▸ Stored items
+ + + + + + +

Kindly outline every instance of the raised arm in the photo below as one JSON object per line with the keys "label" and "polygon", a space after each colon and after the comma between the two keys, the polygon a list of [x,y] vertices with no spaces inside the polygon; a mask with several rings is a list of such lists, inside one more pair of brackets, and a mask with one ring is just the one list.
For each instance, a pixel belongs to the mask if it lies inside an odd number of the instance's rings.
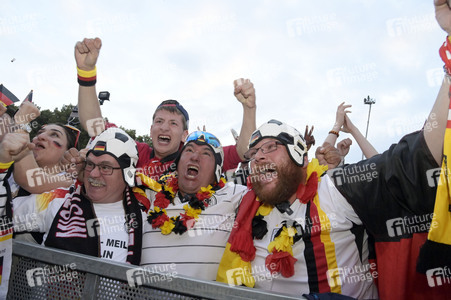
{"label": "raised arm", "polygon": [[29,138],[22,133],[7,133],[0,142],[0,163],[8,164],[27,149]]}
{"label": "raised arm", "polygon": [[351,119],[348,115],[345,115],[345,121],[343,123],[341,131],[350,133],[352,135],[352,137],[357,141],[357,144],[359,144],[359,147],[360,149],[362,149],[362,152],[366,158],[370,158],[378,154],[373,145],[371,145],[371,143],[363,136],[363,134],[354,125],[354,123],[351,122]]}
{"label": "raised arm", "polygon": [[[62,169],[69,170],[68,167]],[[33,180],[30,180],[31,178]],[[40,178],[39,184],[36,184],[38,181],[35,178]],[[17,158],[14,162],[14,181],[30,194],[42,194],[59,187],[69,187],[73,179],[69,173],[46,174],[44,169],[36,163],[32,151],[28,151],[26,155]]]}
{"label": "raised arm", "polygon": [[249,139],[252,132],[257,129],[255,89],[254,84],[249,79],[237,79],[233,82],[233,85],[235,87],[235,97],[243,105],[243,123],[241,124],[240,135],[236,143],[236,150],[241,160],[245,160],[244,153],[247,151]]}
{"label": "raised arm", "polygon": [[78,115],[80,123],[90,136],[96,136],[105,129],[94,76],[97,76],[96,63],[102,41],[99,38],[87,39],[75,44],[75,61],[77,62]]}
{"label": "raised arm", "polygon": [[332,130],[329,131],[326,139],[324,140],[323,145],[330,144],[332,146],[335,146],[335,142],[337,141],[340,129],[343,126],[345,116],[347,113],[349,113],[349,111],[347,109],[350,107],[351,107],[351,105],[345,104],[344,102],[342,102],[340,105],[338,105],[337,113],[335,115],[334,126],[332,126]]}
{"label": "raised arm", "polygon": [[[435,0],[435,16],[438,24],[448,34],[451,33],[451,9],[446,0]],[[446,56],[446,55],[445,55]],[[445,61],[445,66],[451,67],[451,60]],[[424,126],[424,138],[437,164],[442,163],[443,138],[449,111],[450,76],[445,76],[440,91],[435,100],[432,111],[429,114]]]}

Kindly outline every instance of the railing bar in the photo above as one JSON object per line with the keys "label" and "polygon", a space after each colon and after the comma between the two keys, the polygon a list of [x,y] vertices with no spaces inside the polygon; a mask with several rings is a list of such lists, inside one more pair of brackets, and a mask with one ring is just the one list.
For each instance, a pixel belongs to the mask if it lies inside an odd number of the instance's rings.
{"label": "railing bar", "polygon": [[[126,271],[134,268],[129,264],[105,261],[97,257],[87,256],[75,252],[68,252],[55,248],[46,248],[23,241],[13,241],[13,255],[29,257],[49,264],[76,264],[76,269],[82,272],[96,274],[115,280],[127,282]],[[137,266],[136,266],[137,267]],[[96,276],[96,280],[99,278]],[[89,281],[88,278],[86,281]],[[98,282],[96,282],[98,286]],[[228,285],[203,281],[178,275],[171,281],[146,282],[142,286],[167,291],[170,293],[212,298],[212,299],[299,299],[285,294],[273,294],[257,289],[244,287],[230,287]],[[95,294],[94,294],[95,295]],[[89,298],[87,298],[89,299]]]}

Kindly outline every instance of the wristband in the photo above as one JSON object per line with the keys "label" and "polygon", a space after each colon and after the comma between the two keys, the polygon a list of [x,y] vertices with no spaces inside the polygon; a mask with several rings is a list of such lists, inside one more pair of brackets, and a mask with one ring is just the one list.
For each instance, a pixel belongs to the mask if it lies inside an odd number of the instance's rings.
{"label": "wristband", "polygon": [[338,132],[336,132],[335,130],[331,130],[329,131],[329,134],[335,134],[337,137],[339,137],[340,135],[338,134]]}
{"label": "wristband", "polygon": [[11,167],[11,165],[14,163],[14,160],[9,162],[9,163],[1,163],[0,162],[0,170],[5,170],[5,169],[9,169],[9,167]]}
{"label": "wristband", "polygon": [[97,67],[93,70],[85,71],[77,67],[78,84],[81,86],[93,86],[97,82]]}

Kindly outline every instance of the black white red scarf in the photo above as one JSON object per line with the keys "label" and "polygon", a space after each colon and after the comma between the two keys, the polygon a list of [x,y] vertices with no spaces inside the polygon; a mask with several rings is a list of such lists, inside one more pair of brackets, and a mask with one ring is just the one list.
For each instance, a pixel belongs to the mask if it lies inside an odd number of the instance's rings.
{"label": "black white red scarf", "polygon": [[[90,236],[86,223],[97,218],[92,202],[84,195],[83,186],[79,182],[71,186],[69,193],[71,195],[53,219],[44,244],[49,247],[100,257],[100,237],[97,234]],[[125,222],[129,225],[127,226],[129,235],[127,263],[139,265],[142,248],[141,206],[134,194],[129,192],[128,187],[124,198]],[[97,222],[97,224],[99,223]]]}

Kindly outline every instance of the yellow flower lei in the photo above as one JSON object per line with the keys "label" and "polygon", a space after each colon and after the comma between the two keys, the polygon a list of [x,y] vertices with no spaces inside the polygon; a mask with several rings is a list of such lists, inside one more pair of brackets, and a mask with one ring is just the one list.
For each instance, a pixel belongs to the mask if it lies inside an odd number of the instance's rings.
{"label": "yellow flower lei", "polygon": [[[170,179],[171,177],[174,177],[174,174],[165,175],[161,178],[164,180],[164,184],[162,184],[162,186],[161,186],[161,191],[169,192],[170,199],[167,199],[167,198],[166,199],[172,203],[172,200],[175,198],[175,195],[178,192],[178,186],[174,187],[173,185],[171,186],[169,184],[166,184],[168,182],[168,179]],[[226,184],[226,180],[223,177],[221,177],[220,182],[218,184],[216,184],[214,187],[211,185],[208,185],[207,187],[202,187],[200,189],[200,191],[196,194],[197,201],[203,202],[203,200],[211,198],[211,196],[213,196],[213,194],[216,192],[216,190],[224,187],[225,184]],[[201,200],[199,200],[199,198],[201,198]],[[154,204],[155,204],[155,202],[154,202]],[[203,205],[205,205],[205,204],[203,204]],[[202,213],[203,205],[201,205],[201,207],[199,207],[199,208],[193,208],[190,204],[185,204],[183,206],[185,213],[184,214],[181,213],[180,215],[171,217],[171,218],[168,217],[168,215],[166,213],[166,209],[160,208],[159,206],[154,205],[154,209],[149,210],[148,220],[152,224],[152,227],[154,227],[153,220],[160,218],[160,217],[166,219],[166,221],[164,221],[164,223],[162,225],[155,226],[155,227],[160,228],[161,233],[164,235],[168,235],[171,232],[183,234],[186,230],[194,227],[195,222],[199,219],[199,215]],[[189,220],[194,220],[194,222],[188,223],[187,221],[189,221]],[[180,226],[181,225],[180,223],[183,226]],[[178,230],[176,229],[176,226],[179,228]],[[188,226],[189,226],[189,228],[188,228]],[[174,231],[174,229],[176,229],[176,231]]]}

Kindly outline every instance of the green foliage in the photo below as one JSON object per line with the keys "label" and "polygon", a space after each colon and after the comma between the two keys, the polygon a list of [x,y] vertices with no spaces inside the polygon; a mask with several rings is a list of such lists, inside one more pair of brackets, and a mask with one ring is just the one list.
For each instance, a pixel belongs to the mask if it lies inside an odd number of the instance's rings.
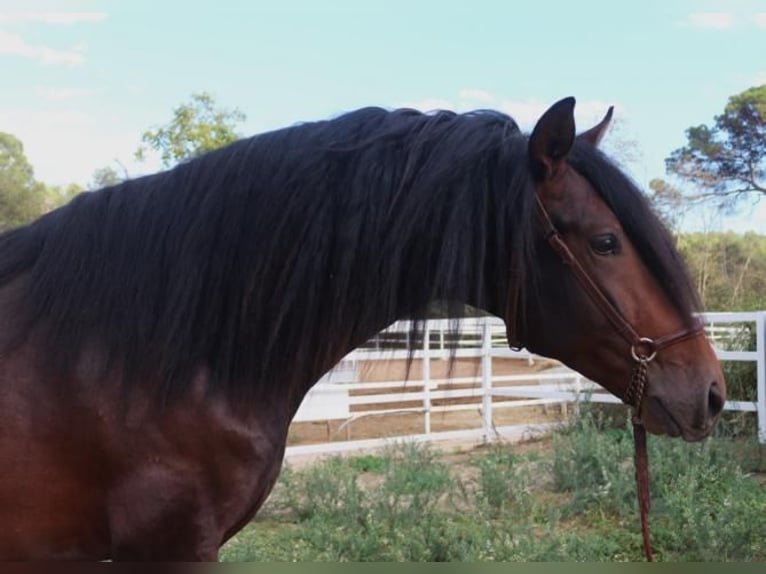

+ + + + + + +

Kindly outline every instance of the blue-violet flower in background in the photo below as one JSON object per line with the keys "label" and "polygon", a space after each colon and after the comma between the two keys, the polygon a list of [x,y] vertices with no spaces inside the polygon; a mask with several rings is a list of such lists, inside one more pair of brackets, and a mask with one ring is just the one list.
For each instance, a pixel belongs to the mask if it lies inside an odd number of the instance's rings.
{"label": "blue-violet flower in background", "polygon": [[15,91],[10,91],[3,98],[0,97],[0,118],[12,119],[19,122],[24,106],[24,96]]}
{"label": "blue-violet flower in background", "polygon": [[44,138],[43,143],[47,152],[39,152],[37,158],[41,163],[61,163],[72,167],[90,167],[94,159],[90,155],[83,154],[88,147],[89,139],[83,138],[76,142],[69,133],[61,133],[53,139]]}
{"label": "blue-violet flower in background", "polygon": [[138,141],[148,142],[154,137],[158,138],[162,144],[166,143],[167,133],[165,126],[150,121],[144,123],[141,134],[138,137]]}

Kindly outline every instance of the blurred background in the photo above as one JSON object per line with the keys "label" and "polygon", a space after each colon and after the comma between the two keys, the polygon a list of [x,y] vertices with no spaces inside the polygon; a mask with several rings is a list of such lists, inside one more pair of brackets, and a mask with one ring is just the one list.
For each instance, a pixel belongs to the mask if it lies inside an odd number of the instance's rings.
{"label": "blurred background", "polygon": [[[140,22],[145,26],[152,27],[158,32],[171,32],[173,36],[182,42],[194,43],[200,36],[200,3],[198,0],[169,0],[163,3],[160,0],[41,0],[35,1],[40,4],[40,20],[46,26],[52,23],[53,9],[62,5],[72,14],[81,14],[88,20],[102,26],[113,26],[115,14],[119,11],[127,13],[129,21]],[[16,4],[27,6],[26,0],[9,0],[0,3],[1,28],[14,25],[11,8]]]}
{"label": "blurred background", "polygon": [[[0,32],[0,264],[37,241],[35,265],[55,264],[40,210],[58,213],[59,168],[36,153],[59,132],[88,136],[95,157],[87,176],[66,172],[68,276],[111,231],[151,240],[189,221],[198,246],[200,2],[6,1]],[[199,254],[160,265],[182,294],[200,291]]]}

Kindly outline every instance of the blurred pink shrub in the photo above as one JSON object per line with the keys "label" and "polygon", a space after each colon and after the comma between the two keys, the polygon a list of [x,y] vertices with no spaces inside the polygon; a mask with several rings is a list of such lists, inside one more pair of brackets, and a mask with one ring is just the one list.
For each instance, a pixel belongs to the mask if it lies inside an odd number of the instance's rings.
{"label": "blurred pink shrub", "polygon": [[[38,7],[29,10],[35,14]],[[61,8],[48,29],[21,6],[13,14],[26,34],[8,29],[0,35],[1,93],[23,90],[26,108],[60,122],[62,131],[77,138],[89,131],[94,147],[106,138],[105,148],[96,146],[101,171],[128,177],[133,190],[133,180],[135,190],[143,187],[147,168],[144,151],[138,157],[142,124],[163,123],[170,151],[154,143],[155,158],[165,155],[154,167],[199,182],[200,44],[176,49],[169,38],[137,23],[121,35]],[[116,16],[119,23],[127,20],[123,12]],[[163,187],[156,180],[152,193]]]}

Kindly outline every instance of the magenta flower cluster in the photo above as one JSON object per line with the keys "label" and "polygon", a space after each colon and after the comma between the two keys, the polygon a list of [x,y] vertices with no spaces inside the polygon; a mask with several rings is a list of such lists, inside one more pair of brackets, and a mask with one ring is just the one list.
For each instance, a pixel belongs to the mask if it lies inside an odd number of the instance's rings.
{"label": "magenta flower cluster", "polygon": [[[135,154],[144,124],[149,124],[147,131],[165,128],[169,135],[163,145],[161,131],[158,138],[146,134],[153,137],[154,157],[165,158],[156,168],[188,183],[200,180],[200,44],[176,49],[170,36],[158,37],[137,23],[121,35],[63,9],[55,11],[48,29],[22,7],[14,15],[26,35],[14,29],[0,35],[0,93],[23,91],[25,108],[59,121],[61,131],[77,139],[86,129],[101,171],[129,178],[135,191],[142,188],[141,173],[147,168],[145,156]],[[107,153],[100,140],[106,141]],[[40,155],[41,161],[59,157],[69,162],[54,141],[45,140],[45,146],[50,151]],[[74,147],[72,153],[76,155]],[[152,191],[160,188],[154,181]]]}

+ + + + + + +

▸ WHAT THE TASK REQUIRES
Look above for the line that contains "Kindly outline every instance of the blue-violet". Starting there, transcribe every line exactly until you have copied the line that contains "Kindly outline every instance of the blurred background".

▸ ANSWER FOR THE TASK
Kindly outline every instance of the blue-violet flower in background in the photo below as one JSON object per line with the keys "label" and "polygon", a space after each colon and after the comma between the two keys, the polygon a list of [x,y] vertices with no spaces inside the polygon; a mask with several rings is a list of such lists, inside one more pair of brackets, and a mask with one ring is just the one list.
For each instance, a pixel belongs to the mask if it lies inside an odd number of the instance's rings.
{"label": "blue-violet flower in background", "polygon": [[15,91],[10,91],[3,98],[0,97],[0,118],[12,119],[19,122],[24,106],[24,96]]}
{"label": "blue-violet flower in background", "polygon": [[44,138],[43,143],[47,152],[39,152],[37,158],[41,163],[61,163],[72,167],[90,167],[94,159],[90,155],[83,154],[88,147],[89,139],[83,138],[76,142],[69,133],[61,133],[53,139]]}
{"label": "blue-violet flower in background", "polygon": [[138,141],[148,142],[154,137],[158,138],[162,144],[166,143],[167,133],[165,126],[150,121],[144,123],[141,134],[138,137]]}

Kindly outline every instance of the blurred background in the photo above as one JSON object per line with the keys "label" and "polygon", a space after each colon and after the comma between the two keys, the polygon a list of [x,y] vertices with no spaces inside the polygon; a mask with several rings is a list of such lists, inside one more pair of brackets, and a mask with one ring is just the one list.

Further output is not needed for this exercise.